— Begin Selected extract —

# What enneagram would you MOST like to be?



## dfoster (Mar 8, 2010)

Swordsman of Mana said:


> to be perfectly honest, my life atm consists of applying to jobs, occasionally hanging out with my one friend and this site +typology central. my enneagram type is already figured out (though, as you said, there ARE dark periods of figuring out one's type. I'm not here to deny that and have had plenty of experience with the downsides of 7) and my MBTI is DEFINITELY figured out, so apart from helping people with typing issues when asked, I'm just for fun, and I don't see a problem with creating threads purely for the sake of amusement as long as they are relevant.
> 
> Edit: I respect that you are here primarily for more pragmatic reasons and I try not to derail more serious threads, but frankly, I'm not. I'm here primarily because I have no life and people on typology forums make for interesting conversation/intellectual stimulation.


OK, may be I should have PM'ed but PM makes it feel too personal. Anyway, my point is I'm afraid, you'll be like this forever, SOM. You got tons of information. It's like getting to know a girl, if you keep playing around with her, she'll shut you out and you'll never know who she is.

— End Selected extract —

◆ **Given problem**
Please reproduce the passage of the enneagram thread above word for word, starting with "Swordsman of Mana" and going on through "interesting conversation/intellectual stimulation.".

— Begin Dataset —

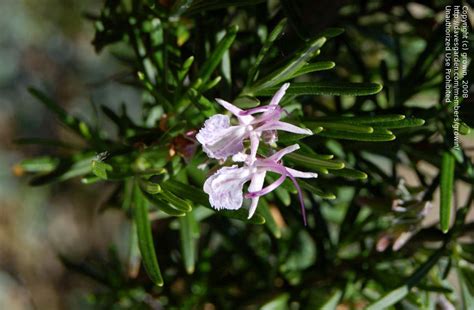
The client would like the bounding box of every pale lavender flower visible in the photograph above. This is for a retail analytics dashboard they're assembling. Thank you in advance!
[196,83,312,159]
[204,144,318,223]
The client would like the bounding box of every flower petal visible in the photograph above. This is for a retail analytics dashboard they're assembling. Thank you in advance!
[286,168,318,179]
[248,171,267,218]
[250,131,260,164]
[196,114,247,159]
[269,83,290,105]
[204,165,250,210]
[196,114,230,145]
[258,121,313,135]
[268,144,300,162]
[216,98,253,124]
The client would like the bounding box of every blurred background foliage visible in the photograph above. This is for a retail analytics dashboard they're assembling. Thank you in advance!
[0,0,474,309]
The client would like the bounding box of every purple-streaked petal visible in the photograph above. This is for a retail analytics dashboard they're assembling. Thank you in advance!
[196,114,247,159]
[250,131,260,164]
[216,98,253,124]
[286,168,318,179]
[269,83,290,105]
[248,171,267,219]
[245,174,286,198]
[287,173,306,226]
[204,165,250,210]
[239,105,278,116]
[268,144,300,162]
[262,130,278,145]
[232,152,249,163]
[196,114,230,145]
[258,121,313,135]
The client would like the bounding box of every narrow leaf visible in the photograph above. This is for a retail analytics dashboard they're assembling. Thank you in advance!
[330,168,367,180]
[439,151,454,233]
[292,61,336,77]
[133,184,163,286]
[193,25,239,87]
[319,129,396,142]
[179,212,197,274]
[161,180,265,224]
[286,153,344,169]
[247,18,287,85]
[255,82,382,96]
[258,199,281,239]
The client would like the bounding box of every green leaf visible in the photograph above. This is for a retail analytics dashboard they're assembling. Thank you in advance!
[91,160,113,180]
[459,122,471,136]
[367,245,445,310]
[304,121,374,133]
[18,157,59,172]
[292,61,336,78]
[258,199,281,239]
[185,0,265,15]
[30,156,95,186]
[161,180,265,224]
[178,56,194,81]
[330,168,367,180]
[139,178,162,195]
[133,184,163,286]
[321,290,342,310]
[13,138,81,149]
[313,114,405,126]
[140,188,186,216]
[457,266,474,309]
[318,129,396,142]
[260,293,290,310]
[247,18,287,85]
[254,82,382,96]
[28,87,93,140]
[439,151,454,233]
[370,118,425,129]
[248,37,326,91]
[179,212,198,274]
[160,190,193,212]
[298,180,336,200]
[192,25,239,88]
[285,153,344,169]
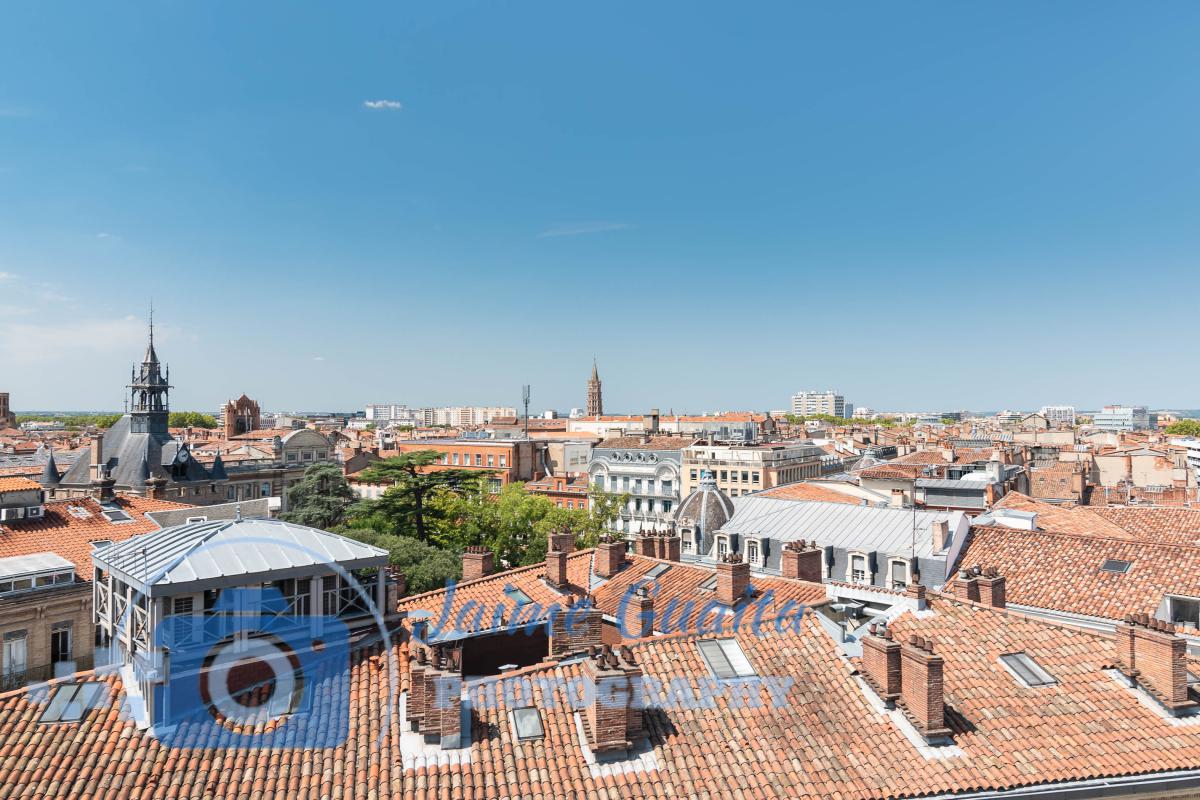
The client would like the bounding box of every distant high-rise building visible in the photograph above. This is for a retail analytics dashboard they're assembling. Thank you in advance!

— End Dataset —

◆ **Solution to the problem**
Swordsman of Mana said:


> to be perfectly honest, my life atm consists of applying to jobs, occasionally hanging out with my one friend and this site +typology central. my enneagram type is already figured out (though, as you said, there ARE dark periods of figuring out one's type. I'm not here to deny that and have had plenty of experience with the downsides of 7) and my MBTI is DEFINITELY figured out, so apart from helping people with typing issues when asked, I'm just for fun, and I don't see a problem with creating threads purely for the sake of amusement as long as they are relevant.
> 
> Edit: I respect that you are here primarily for more pragmatic reasons and I try not to derail more serious threads, but frankly, I'm not. I'm here primarily because I have no life and people on typology forums make for interesting conversation/intellectual stimulation.